# RECORDS FOR THE TASK
(begin)

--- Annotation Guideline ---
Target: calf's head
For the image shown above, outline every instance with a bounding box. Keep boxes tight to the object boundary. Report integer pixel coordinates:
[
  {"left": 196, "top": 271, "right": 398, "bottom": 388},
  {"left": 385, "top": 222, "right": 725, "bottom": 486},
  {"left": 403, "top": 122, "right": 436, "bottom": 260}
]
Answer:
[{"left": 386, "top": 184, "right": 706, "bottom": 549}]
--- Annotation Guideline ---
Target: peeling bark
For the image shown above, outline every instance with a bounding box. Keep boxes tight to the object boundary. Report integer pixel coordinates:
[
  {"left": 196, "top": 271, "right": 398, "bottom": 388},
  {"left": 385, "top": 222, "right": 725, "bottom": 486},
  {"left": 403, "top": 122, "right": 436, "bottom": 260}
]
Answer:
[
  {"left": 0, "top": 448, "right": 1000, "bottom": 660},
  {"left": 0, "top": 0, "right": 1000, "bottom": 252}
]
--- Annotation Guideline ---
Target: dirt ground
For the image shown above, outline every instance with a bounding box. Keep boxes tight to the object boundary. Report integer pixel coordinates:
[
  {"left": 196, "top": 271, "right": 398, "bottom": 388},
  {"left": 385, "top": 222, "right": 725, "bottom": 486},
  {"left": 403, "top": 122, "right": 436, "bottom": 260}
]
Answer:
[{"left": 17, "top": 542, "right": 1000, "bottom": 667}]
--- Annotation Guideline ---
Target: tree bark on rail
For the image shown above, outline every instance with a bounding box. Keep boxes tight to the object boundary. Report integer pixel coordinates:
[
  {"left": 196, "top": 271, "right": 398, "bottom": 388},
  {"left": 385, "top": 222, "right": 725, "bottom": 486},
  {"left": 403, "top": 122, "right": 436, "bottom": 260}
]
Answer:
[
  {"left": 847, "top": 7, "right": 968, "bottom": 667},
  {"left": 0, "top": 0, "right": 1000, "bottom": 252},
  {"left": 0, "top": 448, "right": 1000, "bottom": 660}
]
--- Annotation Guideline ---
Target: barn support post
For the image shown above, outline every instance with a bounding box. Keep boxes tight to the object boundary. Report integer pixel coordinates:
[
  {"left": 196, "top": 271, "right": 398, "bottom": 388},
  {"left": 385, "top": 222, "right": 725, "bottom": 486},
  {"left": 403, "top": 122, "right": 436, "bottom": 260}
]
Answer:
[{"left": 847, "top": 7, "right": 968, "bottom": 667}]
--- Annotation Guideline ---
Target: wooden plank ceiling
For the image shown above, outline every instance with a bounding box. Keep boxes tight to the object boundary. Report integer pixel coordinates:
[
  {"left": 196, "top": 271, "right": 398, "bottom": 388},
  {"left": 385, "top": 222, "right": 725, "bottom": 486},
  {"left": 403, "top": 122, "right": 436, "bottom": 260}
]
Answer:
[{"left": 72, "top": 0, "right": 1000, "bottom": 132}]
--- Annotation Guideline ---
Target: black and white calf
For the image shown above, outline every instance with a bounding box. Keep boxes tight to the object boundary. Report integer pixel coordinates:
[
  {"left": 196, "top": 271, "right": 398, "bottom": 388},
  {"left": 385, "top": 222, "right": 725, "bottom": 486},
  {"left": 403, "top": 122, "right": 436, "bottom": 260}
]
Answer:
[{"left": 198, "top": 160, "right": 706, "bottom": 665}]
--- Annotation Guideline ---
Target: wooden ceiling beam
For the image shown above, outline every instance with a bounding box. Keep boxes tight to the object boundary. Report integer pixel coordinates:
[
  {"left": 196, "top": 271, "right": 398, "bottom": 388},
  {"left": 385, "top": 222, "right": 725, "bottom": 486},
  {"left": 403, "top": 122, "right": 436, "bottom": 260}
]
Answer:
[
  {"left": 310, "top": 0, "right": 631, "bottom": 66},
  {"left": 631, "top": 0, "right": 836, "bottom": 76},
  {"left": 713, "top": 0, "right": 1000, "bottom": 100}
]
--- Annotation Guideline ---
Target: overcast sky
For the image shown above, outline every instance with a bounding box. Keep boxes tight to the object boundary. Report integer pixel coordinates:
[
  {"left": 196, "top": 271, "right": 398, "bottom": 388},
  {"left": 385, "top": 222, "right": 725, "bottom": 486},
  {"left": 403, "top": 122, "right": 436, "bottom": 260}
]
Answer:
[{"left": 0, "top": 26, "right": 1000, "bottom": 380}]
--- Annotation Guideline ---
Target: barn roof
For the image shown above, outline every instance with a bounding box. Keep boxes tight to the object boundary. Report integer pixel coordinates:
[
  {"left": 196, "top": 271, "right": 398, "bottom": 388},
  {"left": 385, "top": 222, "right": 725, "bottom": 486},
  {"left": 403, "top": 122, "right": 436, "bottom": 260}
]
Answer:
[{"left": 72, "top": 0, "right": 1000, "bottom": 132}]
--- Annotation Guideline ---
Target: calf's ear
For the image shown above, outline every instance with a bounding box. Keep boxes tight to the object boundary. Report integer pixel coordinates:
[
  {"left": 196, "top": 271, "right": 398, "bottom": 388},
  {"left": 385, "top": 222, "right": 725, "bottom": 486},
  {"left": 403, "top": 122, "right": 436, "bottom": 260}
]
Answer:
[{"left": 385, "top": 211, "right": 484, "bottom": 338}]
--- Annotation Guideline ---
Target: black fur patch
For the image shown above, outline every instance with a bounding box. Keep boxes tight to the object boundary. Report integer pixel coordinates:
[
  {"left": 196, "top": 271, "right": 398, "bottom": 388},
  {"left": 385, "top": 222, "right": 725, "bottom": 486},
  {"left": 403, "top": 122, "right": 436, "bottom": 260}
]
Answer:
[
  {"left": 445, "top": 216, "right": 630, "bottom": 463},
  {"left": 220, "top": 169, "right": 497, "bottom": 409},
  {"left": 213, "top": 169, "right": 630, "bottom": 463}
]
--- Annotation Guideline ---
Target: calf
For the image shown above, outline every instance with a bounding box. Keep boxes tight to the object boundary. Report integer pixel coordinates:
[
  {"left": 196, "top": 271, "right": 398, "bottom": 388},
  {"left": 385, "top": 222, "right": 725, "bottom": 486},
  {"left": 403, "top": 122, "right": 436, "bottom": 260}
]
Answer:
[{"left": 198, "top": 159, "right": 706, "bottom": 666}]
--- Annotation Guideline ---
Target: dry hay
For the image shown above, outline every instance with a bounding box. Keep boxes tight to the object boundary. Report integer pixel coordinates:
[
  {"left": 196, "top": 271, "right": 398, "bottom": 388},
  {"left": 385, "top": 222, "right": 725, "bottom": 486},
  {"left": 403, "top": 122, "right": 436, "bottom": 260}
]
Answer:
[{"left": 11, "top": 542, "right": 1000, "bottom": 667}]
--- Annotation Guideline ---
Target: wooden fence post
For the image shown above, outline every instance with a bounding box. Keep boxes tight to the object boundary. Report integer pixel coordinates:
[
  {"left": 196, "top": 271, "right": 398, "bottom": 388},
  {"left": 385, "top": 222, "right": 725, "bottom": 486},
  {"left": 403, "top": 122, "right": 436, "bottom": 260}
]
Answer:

(end)

Report every line of the data above that contains the string "ceiling", copied in full. Case counts, so match only that exact capitalization.

Target: wooden plank ceiling
Target: wooden ceiling beam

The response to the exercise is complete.